» **TASK INSTRUCTIONS**:
Even where a record seems odd, copy it exactly as it appears below.

___ EXTRACTED RECORDS ___

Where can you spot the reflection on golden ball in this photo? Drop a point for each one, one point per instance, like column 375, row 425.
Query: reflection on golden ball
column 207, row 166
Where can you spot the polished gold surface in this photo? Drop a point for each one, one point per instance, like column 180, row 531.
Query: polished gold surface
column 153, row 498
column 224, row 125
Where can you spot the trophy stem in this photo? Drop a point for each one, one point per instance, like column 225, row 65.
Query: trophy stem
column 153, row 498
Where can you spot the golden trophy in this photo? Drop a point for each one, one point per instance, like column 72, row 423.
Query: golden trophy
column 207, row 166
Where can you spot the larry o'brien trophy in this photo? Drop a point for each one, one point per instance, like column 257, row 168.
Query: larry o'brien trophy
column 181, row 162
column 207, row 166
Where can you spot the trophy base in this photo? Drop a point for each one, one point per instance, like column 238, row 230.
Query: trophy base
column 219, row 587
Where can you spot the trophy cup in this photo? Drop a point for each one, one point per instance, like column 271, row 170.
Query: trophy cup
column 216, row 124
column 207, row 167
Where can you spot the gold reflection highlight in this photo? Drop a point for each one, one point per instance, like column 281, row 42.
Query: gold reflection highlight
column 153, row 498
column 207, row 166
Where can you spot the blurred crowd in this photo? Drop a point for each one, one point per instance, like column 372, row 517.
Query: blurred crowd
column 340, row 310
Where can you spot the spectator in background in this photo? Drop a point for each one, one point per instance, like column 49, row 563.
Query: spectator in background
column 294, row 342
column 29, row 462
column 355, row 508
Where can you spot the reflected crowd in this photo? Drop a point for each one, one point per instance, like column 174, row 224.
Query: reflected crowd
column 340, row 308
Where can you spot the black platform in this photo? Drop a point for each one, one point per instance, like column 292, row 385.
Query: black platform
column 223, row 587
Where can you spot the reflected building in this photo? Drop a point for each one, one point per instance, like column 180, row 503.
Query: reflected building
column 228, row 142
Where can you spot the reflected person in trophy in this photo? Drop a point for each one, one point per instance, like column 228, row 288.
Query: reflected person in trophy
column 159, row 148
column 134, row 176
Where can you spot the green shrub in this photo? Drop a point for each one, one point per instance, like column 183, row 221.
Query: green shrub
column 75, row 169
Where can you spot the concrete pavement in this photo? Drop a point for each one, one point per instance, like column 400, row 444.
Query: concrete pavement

___

» **FINISHED TASK**:
Where can you spot the reflection on golden ball in this photo? Drop a point for each one, one point per instance, like column 375, row 425.
Query: reflection on golden ball
column 207, row 166
Where can you spot the polished gold surface in this photo? Drop a point for each one, one point per instance, like column 180, row 531.
Query: polished gold surface
column 153, row 498
column 224, row 125
Where can you spot the trophy stem in this photo? Drop a point for each one, one point per instance, like column 225, row 65.
Query: trophy stem
column 153, row 498
Where can you spot the golden trophy in this photo? Drop a point for each one, one point per instance, like column 72, row 423.
Query: golden trophy
column 207, row 166
Where can you spot the larry o'brien trophy in this photo? Drop a point for each one, one point per instance, like column 257, row 168.
Query: larry o'brien trophy
column 181, row 162
column 207, row 166
Where can you spot the trophy base in this photo? Drop a point for each one, one point per instance, like column 238, row 230.
Query: trophy base
column 219, row 587
Where can you spot the trophy cup in this photo? Drop a point for each one, one point per instance, like column 271, row 170.
Query: trophy cup
column 216, row 124
column 207, row 167
Where can you spot the gold reflection highlight in this photo? Drop a point for each one, one point per instance, like column 281, row 42.
Query: gold reflection highlight
column 153, row 498
column 207, row 166
Where can you spot the blurred crowd in this photo? Drop a point for each one, one point per instance, like column 372, row 517.
Query: blurred crowd
column 340, row 310
Where can you spot the spectator in background in this photo? Drop a point for each one, one point per instance, like column 49, row 563.
Query: spectator in background
column 294, row 342
column 29, row 462
column 355, row 508
Where can you spot the reflected crowd in this photo? Drop a point for each one, one point per instance, like column 174, row 224.
Query: reflected crowd
column 340, row 308
Where can you spot the black platform in this photo? Drop a point for each one, one point per instance, like column 292, row 385.
Query: black platform
column 223, row 587
Where can you spot the reflected building in this photo? Drop a point for each one, one point per instance, like column 180, row 503.
Query: reflected building
column 228, row 142
Where can you spot the reflected person in trophy in this photo? Drop a point for each one, one point per instance, like column 228, row 288.
Query: reflected person in trophy
column 159, row 148
column 134, row 176
Where can you spot the green shrub in this photo? Drop a point for each one, one point per instance, like column 183, row 221.
Query: green shrub
column 75, row 169
Where can you spot the concrete pavement in this photo? Drop a point for each one, one point per instance, like column 400, row 444.
Query: concrete pavement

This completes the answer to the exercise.